Text extract:
_ _ _ _ _

The unique language of the poem offers a playground for NLP tasks such as sentiment analysis (as in this project); see here for an etymological study of Milton’s language in the poem. The goal of this project is twofold: 1) practice with data exploration and visualization 2) **classify sentiment across various NLP sentiment analysis tools. This project follows from the work of NBrisbon on The Silmarillion, and so frequent comparison are made. The question remains: what sentiment analysis tools yield intuitive scores for sentiment?

Methods

A searchable etext of Paradise Lost is available here, in which “Milton’s archaic spelling has been modernized to faciltate search”. Each book of the poem is saved as a text that is accessed and saved to a dataframe which are cleaned for stopwords, punctuation, and contractions, and is otherwise normalized to facilitate meaningful comparisons.

Data visualization includes meaningful graphical representations of information in the text: POS frequencies; wordcloud representations; n-gram (mono-, bi-, tri-gram); average word length represented as probability density; lexical density (including normalization). Three sentiment analyis tools compute sentiment and emotion for each book of the poem.

_ _ _ _ _

Data segment:

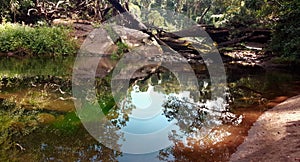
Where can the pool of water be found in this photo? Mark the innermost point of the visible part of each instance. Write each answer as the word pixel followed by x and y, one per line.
pixel 46 127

_ _ _ _ _

Jobs:
1. According to the text on sentiment analysis of Paradise Lost, whose earlier work does this project follow from?
2. Resume the text on sentiment analysis of Paradise Lost from where it stops.

Responses for each task:
1. It follows from NBrisbon's work on The Silmarillion.

2.
  • VADER (Valence Aware Dictionary and sEntiment Reasoner) specifically examines sentiments expressed in social media, and is sensitive to polarity and intensity.
  • TextBLOB “is a Python library for processing textual data and helps with tasks such as part-of-speech tagging, noun phrase extraction, sentiment analysis, and more”. Here, we measure a text for its polarity (the extent to which sentiment is positive or negative on a [-1,+1] scale) and subjectivity (measured on a [0,+1] scale in which 0 refers to an objective statement and 1 refers to a subjective statement; subjectivity refers to personal opinions, emotions, or judgments, while objectivity refers to factual information).
  • NRC measures English words and their associations with eight basic emotions and two sentiments, which combine to yield more complex human emotions. This follows from the work of psychologist and professor Robert Plutchik. The ten attributes are:
    • anger
    • fear
    • anticipation
    • trust
    • surprise
    • sadness
    • joy
    • disgust
    • positive
    • negative

To optimize completion time, each model was forced to perform on the GPU via the CUDA Toolkit. The GPU used is NVIDIA GeFORCE RTX 3070. Preliminary tests were done on the CPU: AMD Ryzen 7 3700X 8-Core Processor 3.59 GHz. Final results reported in this paper are those run on the GPU.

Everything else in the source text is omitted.